Given data Block Start

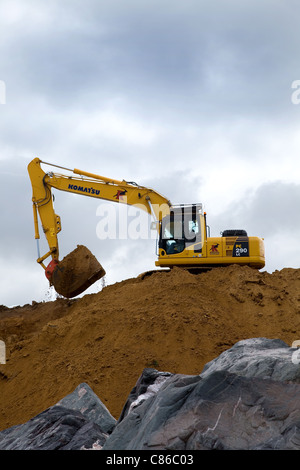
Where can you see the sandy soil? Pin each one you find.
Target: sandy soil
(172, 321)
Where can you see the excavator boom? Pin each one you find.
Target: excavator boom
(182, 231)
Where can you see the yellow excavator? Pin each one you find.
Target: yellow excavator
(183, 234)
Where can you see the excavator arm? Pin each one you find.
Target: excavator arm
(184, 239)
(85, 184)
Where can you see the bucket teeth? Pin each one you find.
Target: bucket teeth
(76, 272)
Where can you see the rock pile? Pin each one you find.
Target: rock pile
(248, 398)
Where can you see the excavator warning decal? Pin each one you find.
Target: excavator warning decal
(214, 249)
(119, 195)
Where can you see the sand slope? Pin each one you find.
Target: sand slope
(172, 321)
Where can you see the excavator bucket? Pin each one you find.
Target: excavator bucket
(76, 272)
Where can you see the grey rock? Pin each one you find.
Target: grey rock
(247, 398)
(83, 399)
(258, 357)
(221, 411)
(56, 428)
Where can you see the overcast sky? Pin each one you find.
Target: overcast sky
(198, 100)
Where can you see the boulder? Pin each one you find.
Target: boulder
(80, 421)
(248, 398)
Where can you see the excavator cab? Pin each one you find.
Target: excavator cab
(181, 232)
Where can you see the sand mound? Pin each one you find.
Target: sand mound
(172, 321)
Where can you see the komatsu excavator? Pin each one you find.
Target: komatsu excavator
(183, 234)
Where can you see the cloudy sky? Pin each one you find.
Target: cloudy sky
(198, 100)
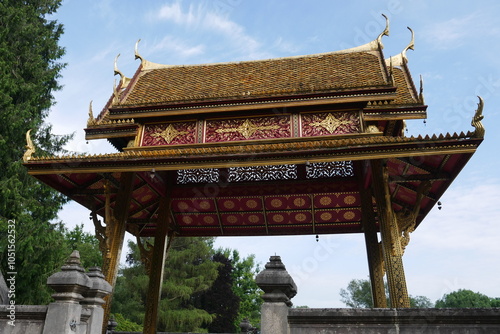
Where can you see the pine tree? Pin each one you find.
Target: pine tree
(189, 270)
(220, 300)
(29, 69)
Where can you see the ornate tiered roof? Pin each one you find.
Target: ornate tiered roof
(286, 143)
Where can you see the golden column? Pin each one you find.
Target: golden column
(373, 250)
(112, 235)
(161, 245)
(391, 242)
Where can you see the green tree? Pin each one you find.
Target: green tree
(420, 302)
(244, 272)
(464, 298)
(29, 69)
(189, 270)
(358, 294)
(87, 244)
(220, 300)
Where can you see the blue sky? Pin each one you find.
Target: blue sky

Given data Block End

→ **What the task requires**:
Take every line from the listing above that includes the word "blue" and copy it.

→ **Written response**:
Where can you see the blue sky? Pin each one you find.
Target: blue sky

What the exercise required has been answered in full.